* Aim of the task
Take the line that contains "Objective | Detect the wood" as the first and the last line of the material as the final one; set down exactly the lines in that span.

Start of Data extracts

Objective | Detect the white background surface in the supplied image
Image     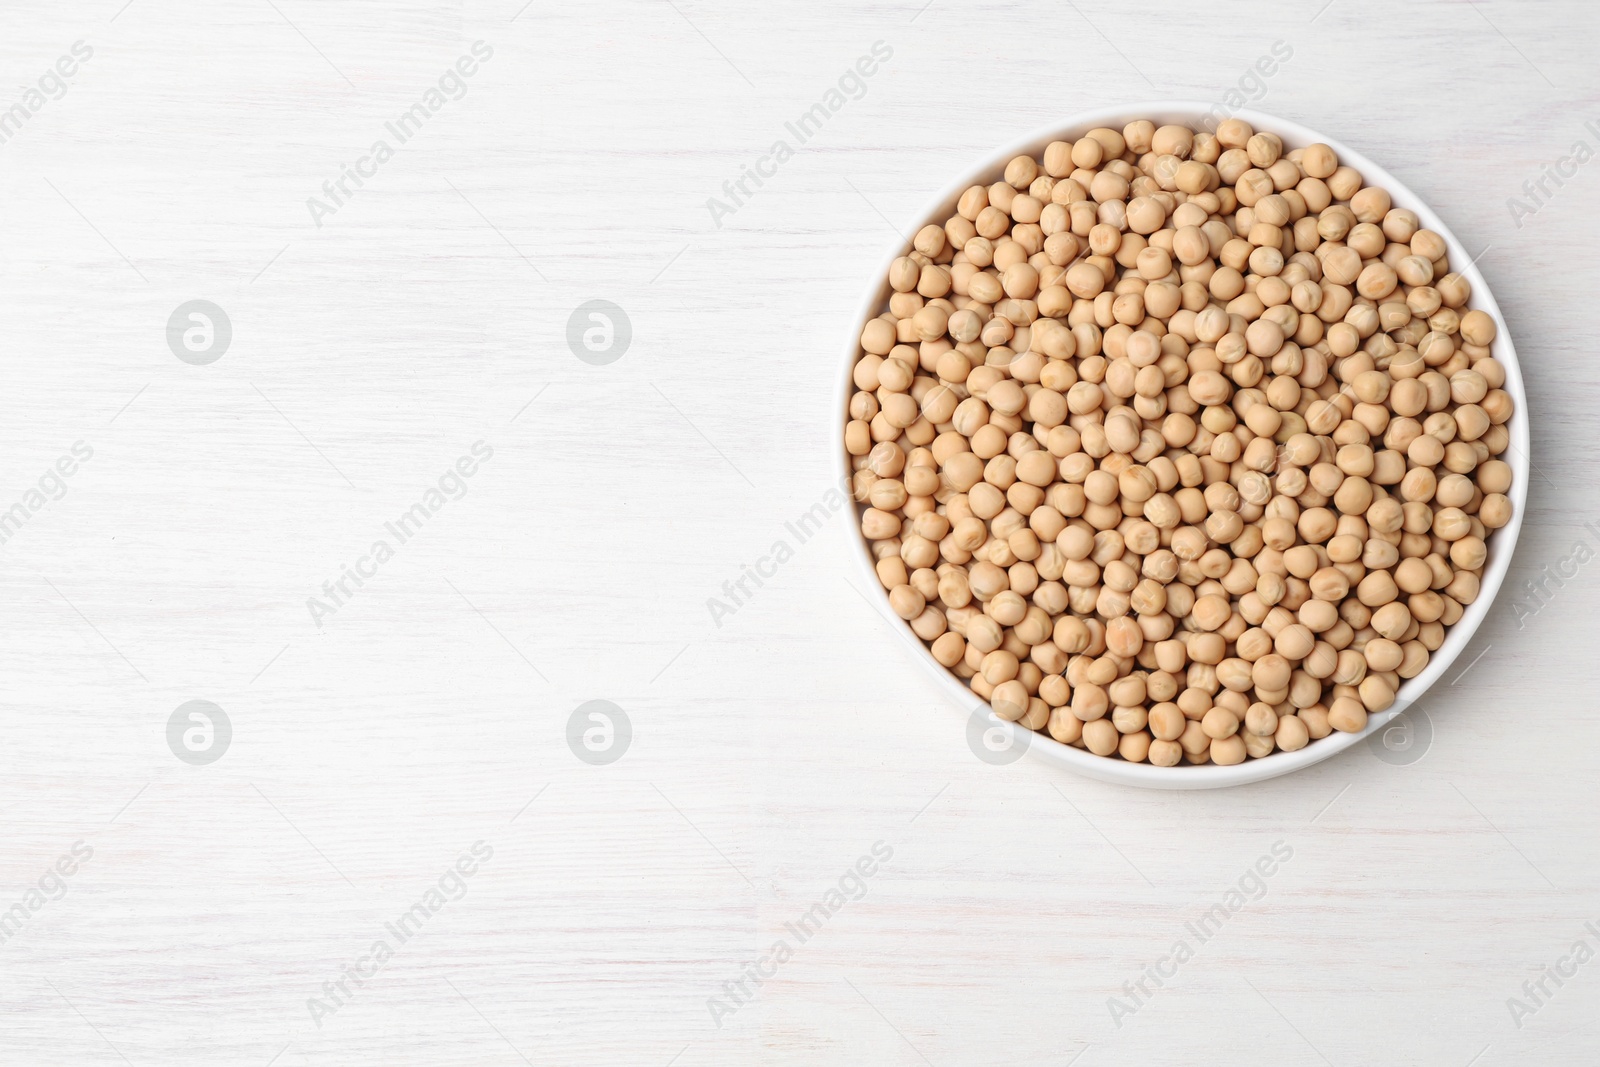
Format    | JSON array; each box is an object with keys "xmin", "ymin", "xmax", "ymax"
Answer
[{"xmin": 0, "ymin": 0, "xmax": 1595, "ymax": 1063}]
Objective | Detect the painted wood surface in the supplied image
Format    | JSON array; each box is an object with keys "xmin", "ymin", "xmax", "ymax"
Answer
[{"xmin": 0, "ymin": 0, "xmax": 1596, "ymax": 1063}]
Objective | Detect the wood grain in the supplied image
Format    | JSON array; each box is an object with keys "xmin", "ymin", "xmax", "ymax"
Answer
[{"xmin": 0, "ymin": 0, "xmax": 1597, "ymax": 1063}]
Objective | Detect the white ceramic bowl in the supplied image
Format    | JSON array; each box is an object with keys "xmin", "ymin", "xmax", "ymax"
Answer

End of Data extracts

* Exercise result
Objective | Detect the wood grain in the supplied image
Format    | JSON array; each box is an object with keys "xmin", "ymin", "xmax", "ymax"
Answer
[{"xmin": 0, "ymin": 0, "xmax": 1597, "ymax": 1063}]
Objective | Detect the white ceramic bowl in the supplied image
Format    | JSON array; each box is an object with keys "xmin", "ymin", "xmax", "ymax"
Answer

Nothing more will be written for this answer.